-- Written request a --
Please update the records below by changing "pick out" to "mark" wherever it occurs and keeping everything else the same.

-- Excerpt --

Wessel du Toit, Department of Viticulture & Oenology, Stellenbosch University, Stellenbosch
The cost of oak wood barrels has increased the past few years and now forms one of the main production costs of many red wines. Oak barrels can normally only be used three to four times due to the leaching of flavour compounds from the wood to the wine during the ageing process. The use of alternative oak treatments, such as oak chips, blocks and staves are thus becoming more popular. A previous study by Du Toit et al., 2006 concluded that micro-oxygenation can be used in conjunction with oak staves to simulate an oak barrel, but the type of wood used is very important.
These two articles will focus on some experiments performed recently at the Department of Viticulture and Oenology, Stellenbosch University on using oak staves as an alternative oak ageing method. The first article will look at establishing appropriate dosages which will simulate to certain extend the extraction obtained with a new oak barrel. These experiments were performed in conjunction with micro-oxygenation to further simulate conditions normally to be found in an oak barrel.
MATERIALS AND METHODS
A 2006 Cabernet Sauvignon wine from the Paarl area, prepared with standard winemaking were used for this experiment and the treatment started just after the completion of malolactic fermentation. American oak wood, each time from the same batch, was used in this experiment for both staves used as alternative oak treatments and to produce barrels from. We used a toasting method, in conjunction with a major SA cooper (Radoux), to toast oak wood destined for oak barrels or as staves in roughly the same manner. This entailed toasting the staves on both sides as opposed to that used for a barrel, where it is only toasted on one side. This is due to the wine being in contact with both sides when staves are used as alternative oak treatments.
We used a 225 L oak barrel as a standard to calculate oak treatments. The internal surface of a 225 L oak barrel is around 1.92 m2. To two 1 000 L tanks staves at 40% of the equivalent of the internal surface area of a 225 L barrel was added to, while to two other 1 000 L tanks this dosage was increased to 100% of the internal surface area of a 225 L barrel. To one each of the 40% and 100% stave treatments micro-oxygenation was also applied at 4 mg O2/L/month, with a Parsec micro-oxygenation apparatus from Reines trading. The same wine was also matured in an old third fill 225 L barrel.
During the course of the experiment a wide array of colour and phenolic characteristics were monitored with a spectrophotometer, as well as HPLC. These included colour density, modified colour density (where the bleaching effect of SO2 is negated by acetaldehyde addition), total red pigment, SO2 resistant pigments total tannins, total anthocyanins, total phenolics, catechin, cinnamic acid derivates, individual anthocyanins, dimers B1 and B2, polymeric pigments, polymeric phenolics etc. Certain volatile oak compounds, such as eugenol, lactones, furfural etc. were also analysed with GC-MS, as well as standard wine analyses such as SO2, alcohol, VA etc.

-- Records --
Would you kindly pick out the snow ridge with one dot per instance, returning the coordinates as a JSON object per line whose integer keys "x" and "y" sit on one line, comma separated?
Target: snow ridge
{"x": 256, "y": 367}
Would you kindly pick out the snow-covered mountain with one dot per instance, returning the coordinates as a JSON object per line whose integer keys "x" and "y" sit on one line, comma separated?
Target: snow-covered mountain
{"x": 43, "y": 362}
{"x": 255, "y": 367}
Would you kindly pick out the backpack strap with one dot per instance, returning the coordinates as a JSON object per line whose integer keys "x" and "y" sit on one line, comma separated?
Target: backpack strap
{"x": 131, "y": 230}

-- Written request b --
For each statement, say whether the excerpt on oak staves agrees with it, and quote the words that decide it. (i) The staves were toasted on both sides. (ii) The internal surface of a 225 L oak barrel is around 2.5 m2. (iii) French oak wood was used for the staves and barrels.

-- Final answer a --
Would you kindly mark the snow ridge with one dot per instance, returning the coordinates as a JSON object per line whose integer keys "x" and "y" sit on one line, comma separated?
Target: snow ridge
{"x": 256, "y": 367}
Would you kindly mark the snow-covered mountain with one dot per instance, returning the coordinates as a JSON object per line whose integer keys "x" and "y" sit on one line, comma separated?
Target: snow-covered mountain
{"x": 43, "y": 362}
{"x": 255, "y": 367}
Would you kindly mark the backpack strap with one dot per instance, returning the coordinates as a JSON object per line whose integer keys "x" and "y" sit on one line, comma separated?
Target: backpack strap
{"x": 131, "y": 230}

-- Final answer b --
(i) Yes: "This entailed toasting the staves on both sides"
(ii) No: "The internal surface of a 225 L oak barrel is around 1.92 m2."
(iii) No: "American oak wood, each time from the same batch, was used in this experiment"